Risalah Maulid (4)

Risalah Maulid (4) - Kajian Medina
RISALAH MAULID (4)

Telah tiba masa dimana sebagian muslim lebih peduli dengan kegiatan/agenda kelompoknya sendiri, jamaahnya sendiri, kajiannya sendiri, syaikhnya sendiri, gurunya sendiri, dan individu mereka masing masing; sedangkan kegiatan yang berkenaan pribadi dan sirah perjalanan hidup Nabi malah enggan. Subhanallaah..

Pengagungan terhadap Nabi mereka katakan sesuatu yang berlebihan. Lain cerita jika acara itu menyangkut organisasi/jamaah mereka, maka tidak dianggap berlebihan/haram. Padahal telah jelas bagaimana kecintaan dan pengagungan sahabat terhadap Nabi, yang ditunjukkan dengan berbagai ekspresi. Apakah ekspresi-ekspresi tersebut disalahkan Nabi? Akan kita paparkan nanti bagaimana ekspresi-ekspresi kecintaan para sahabat terhadap Nabi.

## Baris Data
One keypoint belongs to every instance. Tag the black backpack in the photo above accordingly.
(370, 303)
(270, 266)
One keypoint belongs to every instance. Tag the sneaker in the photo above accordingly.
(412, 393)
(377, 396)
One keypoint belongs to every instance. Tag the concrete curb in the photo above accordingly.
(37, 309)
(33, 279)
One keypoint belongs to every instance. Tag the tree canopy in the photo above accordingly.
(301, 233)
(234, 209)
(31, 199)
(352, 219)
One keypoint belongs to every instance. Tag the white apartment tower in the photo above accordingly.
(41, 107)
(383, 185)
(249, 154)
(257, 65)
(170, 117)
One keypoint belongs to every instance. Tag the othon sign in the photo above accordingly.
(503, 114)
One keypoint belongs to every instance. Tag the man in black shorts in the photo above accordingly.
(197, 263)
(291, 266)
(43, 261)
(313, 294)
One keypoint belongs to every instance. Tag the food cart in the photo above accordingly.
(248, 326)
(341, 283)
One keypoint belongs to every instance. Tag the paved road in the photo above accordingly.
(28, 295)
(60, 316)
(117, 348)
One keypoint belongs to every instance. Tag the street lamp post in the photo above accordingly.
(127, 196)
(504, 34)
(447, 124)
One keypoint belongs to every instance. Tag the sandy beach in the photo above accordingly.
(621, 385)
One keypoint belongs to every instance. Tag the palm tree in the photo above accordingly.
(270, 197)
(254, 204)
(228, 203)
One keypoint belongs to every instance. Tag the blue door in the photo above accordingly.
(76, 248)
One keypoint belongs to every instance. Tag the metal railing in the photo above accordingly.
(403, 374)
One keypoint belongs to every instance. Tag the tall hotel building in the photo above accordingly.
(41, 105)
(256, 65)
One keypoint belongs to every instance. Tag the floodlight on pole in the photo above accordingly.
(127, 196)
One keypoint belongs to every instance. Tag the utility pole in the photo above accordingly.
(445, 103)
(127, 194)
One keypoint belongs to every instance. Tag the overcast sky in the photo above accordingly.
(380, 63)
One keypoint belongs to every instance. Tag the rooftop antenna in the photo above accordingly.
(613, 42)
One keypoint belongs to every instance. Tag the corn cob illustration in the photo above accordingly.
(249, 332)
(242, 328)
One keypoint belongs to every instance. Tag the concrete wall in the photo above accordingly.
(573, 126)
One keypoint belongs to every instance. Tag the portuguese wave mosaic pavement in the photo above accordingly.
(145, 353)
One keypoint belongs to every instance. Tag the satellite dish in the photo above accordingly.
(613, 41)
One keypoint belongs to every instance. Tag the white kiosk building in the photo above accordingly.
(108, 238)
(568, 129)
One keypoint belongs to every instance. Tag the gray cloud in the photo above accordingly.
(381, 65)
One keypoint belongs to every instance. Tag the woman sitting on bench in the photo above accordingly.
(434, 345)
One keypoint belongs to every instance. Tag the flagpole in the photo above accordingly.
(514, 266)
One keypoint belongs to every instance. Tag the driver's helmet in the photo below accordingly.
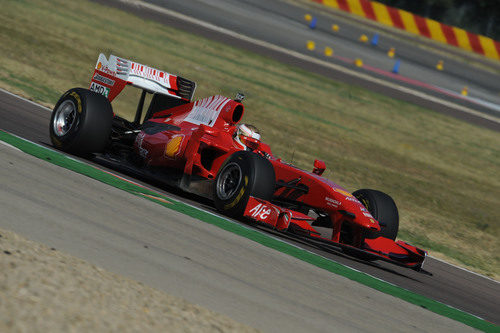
(247, 136)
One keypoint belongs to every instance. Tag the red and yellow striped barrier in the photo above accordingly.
(419, 25)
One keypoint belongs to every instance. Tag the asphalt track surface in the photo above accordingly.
(276, 29)
(450, 285)
(188, 258)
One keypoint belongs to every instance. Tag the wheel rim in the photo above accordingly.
(65, 117)
(229, 181)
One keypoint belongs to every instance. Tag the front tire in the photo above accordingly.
(383, 209)
(81, 122)
(243, 174)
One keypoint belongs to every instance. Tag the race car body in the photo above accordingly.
(197, 146)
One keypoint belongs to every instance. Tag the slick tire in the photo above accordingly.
(81, 122)
(383, 209)
(243, 174)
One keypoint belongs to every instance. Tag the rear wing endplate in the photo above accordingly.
(111, 75)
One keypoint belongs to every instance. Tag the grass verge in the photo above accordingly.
(443, 173)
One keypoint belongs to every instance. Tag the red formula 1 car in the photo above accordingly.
(200, 147)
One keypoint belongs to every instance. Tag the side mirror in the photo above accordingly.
(319, 167)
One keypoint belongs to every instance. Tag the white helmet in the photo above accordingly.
(246, 131)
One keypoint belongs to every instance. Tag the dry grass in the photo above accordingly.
(443, 173)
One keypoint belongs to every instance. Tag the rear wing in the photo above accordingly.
(111, 76)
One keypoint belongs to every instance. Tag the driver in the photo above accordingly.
(247, 136)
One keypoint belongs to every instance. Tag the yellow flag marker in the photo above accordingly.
(465, 91)
(391, 52)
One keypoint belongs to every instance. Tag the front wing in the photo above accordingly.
(296, 223)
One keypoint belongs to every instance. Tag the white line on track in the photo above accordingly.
(301, 56)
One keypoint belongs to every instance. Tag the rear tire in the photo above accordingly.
(242, 175)
(81, 122)
(383, 209)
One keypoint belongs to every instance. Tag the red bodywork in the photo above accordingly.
(197, 137)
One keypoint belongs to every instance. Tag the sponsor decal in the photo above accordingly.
(173, 146)
(103, 79)
(169, 80)
(106, 70)
(207, 110)
(345, 193)
(332, 202)
(260, 212)
(99, 89)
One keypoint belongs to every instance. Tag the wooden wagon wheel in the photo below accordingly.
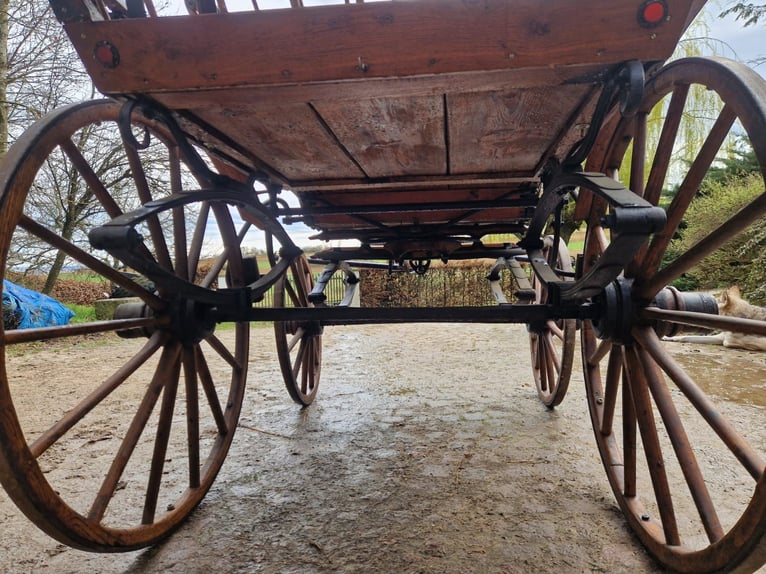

## Soal Tertulis
Jawablah pertanyaan berikut berdasarkan teks sumber tentang Risalah Maulid.
1. Kegiatan apa yang enggan diikuti oleh sebagian muslim?
2. Apa sebutan mereka untuk pengagungan terhadap Nabi?
3. Apa yang akan dipaparkan nanti menurut teks?

## Hasil Latihan
1. Kegiatan yang berkenaan dengan pribadi dan sirah perjalanan hidup Nabi.
2. Sesuatu yang berlebihan.
3. Bagaimana ekspresi-ekspresi kecintaan para sahabat terhadap Nabi.